▶ **SOURCE PASSAGE**:
▼▼▼
This blog is a bit late I'm afraid, but this week is production week for the Progress Magazine and it always throws us a little.
On Saturday I went to the annual ‘must be at’ event of the political New Year aka the Fabian’s one-day conference. Having been part of organising conferences for Progress for the last two years, I always like to look at how others put together their programmes since we’re always trying to break out of the perennial format of keynote, seminar, lunch, seminar, panel debate. The Fabians have opted for the (relatively) new innovation of the Dragon’s Den for their final session. The challenge this year for conference delegates was to come up with one idea to make Britain fairer, and five individuals had the unenviable task of trying to get their idea past the judges and audience and into the (hypothetical) Labour manifesto.
▲▲▲
▶ **GOAL OF THE EXERCISE**: Reproduce the passage of the blog post on the Fabian conference from "On Saturday I" to "(hypothetical) Labour manifesto.", keeping every word and punctuation mark unchanged.

▶ **DATA**:
▼▼▼
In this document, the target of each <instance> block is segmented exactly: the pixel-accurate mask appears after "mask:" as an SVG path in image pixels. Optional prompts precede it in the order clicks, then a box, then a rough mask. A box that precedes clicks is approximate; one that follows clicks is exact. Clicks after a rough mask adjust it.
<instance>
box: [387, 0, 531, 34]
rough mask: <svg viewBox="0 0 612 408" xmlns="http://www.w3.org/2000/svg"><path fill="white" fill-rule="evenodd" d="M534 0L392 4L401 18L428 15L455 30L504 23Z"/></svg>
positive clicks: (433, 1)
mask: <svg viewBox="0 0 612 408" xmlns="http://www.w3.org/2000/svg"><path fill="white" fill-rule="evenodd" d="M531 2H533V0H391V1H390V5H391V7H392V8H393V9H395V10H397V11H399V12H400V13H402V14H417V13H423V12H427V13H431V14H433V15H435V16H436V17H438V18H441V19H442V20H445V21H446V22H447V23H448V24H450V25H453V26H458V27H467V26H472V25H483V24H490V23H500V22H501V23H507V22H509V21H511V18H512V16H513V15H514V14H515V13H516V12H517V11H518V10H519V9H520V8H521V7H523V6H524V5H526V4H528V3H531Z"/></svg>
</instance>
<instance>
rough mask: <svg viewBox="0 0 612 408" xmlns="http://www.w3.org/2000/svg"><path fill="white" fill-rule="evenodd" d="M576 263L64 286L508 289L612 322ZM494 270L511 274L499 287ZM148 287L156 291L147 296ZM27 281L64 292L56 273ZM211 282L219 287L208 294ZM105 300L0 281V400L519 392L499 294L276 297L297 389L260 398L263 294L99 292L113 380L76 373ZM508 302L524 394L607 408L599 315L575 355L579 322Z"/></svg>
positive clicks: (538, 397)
▲▲▲
▶ **RESPONSE BELOW**:
On Saturday I went to the annual ‘must be at’ event of the political New Year aka the Fabian’s one-day conference. Having been part of organising conferences for Progress for the last two years, I always like to look at how others put together their programmes since we’re always trying to break out of the perennial format of keynote, seminar, lunch, seminar, panel debate. The Fabians have opted for the (relatively) new innovation of the Dragon’s Den for their final session. The challenge this year for conference delegates was to come up with one idea to make Britain fairer, and five individuals had the unenviable task of trying to get their idea past the judges and audience and into the (hypothetical) Labour manifesto.